DATASET ROWS:
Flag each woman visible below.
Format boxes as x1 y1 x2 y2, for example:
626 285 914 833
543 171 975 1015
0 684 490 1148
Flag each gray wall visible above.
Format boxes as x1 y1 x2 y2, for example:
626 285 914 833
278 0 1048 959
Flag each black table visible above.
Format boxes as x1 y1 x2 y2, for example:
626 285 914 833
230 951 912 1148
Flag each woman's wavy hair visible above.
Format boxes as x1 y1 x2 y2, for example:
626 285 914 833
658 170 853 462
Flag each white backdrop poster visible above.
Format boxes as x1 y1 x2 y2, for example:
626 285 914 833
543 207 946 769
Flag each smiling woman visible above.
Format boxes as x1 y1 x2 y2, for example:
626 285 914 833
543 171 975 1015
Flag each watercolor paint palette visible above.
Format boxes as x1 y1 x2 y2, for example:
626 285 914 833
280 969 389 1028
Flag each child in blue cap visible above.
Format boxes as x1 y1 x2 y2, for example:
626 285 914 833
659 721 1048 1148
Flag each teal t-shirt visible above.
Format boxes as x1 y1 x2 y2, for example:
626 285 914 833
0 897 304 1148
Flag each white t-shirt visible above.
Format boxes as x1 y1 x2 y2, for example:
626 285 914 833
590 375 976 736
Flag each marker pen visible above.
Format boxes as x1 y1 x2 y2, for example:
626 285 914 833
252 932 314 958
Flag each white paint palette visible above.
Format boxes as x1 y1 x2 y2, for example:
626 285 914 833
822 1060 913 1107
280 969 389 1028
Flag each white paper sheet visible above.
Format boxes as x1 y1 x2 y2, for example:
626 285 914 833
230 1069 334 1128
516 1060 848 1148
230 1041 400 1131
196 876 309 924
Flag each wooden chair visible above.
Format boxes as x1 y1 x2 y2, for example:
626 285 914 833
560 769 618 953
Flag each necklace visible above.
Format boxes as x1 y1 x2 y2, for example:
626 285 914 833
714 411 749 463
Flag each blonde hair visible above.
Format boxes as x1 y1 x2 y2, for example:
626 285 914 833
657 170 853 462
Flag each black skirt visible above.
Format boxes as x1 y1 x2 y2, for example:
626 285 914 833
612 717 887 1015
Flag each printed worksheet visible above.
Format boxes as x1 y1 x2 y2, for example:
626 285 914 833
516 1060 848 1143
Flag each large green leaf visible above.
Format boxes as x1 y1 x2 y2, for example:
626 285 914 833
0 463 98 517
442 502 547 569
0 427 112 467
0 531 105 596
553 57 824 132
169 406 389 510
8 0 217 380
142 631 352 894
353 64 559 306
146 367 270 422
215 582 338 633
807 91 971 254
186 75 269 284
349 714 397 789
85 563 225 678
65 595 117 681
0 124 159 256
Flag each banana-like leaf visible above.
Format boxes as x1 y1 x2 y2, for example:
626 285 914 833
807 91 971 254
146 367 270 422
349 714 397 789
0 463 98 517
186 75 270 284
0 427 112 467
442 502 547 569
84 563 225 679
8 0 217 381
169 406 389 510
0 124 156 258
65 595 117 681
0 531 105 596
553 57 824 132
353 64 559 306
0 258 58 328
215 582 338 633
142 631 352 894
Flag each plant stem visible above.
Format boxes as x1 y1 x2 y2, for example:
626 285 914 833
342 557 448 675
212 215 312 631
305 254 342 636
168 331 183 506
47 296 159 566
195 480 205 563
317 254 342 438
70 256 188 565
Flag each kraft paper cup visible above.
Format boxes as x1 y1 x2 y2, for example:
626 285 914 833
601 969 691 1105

==

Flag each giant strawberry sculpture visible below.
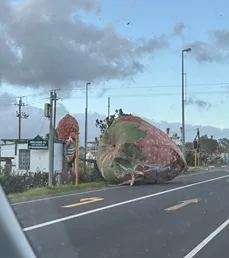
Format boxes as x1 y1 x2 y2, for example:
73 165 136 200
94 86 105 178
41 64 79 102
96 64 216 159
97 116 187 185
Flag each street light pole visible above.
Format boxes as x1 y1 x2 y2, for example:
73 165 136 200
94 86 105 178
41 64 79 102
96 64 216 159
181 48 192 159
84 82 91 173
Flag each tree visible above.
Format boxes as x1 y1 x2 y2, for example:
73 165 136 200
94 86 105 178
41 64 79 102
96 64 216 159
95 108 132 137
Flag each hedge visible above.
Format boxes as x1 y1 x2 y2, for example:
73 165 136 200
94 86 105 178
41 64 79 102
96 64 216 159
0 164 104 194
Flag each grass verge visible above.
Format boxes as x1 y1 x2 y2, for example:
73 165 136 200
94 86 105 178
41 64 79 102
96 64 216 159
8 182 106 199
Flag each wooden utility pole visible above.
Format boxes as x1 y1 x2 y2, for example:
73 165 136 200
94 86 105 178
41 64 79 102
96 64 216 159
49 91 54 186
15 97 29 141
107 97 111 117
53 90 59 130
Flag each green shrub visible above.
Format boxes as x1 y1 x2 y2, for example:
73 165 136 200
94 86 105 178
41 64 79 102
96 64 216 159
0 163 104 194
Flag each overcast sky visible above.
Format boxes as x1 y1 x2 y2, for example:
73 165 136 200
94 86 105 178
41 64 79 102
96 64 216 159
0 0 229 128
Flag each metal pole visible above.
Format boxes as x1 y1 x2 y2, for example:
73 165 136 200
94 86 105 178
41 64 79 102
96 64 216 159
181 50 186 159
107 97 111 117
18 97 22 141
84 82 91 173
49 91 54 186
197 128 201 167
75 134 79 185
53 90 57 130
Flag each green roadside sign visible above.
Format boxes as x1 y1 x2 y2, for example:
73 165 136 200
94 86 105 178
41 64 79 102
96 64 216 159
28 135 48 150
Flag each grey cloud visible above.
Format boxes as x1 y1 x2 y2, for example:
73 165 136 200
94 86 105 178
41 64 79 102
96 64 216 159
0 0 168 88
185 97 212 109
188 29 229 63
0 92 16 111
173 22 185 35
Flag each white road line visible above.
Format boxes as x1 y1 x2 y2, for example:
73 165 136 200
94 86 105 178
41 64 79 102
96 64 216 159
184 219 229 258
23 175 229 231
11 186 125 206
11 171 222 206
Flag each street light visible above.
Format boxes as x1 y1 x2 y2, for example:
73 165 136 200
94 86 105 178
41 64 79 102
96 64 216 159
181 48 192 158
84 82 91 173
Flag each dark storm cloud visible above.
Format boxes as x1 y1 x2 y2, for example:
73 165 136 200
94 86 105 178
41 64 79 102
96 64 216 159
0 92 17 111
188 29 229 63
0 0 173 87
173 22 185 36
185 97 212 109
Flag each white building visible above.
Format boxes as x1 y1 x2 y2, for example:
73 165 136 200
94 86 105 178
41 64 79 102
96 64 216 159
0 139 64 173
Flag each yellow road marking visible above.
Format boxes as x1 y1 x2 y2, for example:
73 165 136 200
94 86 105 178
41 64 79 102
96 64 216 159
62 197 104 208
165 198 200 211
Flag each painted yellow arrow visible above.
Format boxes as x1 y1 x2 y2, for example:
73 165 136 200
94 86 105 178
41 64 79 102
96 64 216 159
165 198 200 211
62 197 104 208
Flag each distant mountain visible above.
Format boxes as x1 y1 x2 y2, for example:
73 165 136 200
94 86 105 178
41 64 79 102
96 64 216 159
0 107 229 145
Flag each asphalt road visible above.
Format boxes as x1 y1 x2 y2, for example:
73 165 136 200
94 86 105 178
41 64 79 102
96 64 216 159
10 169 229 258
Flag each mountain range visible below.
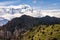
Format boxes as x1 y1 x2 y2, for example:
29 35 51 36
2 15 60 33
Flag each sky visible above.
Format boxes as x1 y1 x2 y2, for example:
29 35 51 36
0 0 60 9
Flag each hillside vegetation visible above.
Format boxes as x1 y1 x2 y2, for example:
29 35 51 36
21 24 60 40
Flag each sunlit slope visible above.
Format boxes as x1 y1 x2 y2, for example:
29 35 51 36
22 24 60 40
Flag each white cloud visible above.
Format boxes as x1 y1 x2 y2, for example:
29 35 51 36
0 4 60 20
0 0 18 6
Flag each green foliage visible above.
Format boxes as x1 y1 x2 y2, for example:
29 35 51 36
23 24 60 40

WHAT YOU ARE ASKED TO DO:
Recast the records as a Markdown table, starting with the line that contains "Flag each necklace visible above." and going on through the line that contains "601 969 691 1105". Use the columns Row and Text, with a row number and one line per row, and leave out any blank lines.

THE ANSWER:
| Row | Text |
|---|---|
| 1 | Flag each necklace visible above. |
| 2 | Format boxes as x1 y1 x2 y2, for example: |
| 3 | 626 285 914 833 |
| 4 | 714 411 749 463 |
| 5 | Flag each blonde hair visible above. |
| 6 | Format boxes as x1 y1 x2 y2, for example: |
| 7 | 626 285 914 833 |
| 8 | 657 170 853 462 |
| 9 | Flag each black skirt visible above. |
| 10 | Format boxes as x1 y1 x2 y2, for example: |
| 11 | 626 285 914 833 |
| 12 | 612 717 887 1015 |
| 13 | Flag each printed worksheet visible above. |
| 14 | Format boxes as x1 y1 x2 y2, for example: |
| 15 | 626 285 914 833 |
| 16 | 516 1060 848 1143 |
| 17 | Flag each large green leaf visible above. |
| 18 | Format boxes as x1 y1 x2 y2, for example: |
| 19 | 626 285 914 833 |
| 20 | 0 463 98 517 |
| 21 | 442 502 547 569 |
| 22 | 0 427 112 467 |
| 23 | 0 531 105 596 |
| 24 | 553 57 824 132 |
| 25 | 169 406 389 510 |
| 26 | 8 0 217 380 |
| 27 | 142 631 352 894 |
| 28 | 353 64 559 306 |
| 29 | 146 367 270 422 |
| 30 | 215 582 338 633 |
| 31 | 807 91 971 254 |
| 32 | 186 75 269 284 |
| 33 | 349 714 397 789 |
| 34 | 85 563 225 678 |
| 35 | 65 595 117 681 |
| 36 | 0 124 159 256 |
| 37 | Flag each banana-like leaf visible above. |
| 38 | Format boxes as x1 y1 x2 y2, for example: |
| 39 | 626 285 914 833 |
| 40 | 807 91 971 254 |
| 41 | 146 367 270 422 |
| 42 | 349 714 397 789 |
| 43 | 0 463 98 517 |
| 44 | 186 75 270 284 |
| 45 | 0 427 112 467 |
| 46 | 442 502 547 569 |
| 47 | 84 563 225 679 |
| 48 | 8 0 217 381 |
| 49 | 169 406 389 510 |
| 50 | 0 124 156 258 |
| 51 | 65 595 117 681 |
| 52 | 0 531 105 596 |
| 53 | 553 57 824 132 |
| 54 | 353 64 559 306 |
| 55 | 0 258 58 328 |
| 56 | 215 582 338 633 |
| 57 | 142 631 352 894 |
| 58 | Flag each plant stem visible above. |
| 59 | Format boxes as x1 y1 x2 y2, for example: |
| 60 | 626 285 914 833 |
| 61 | 342 557 448 675 |
| 62 | 212 215 312 631 |
| 63 | 305 254 342 636 |
| 64 | 168 331 183 506 |
| 65 | 47 296 159 566 |
| 66 | 195 480 205 563 |
| 67 | 317 254 342 438 |
| 68 | 70 256 188 565 |
| 69 | Flag each kraft paper cup visible above. |
| 70 | Format boxes as x1 y1 x2 y2, for example: |
| 71 | 626 285 914 833 |
| 72 | 601 969 691 1105 |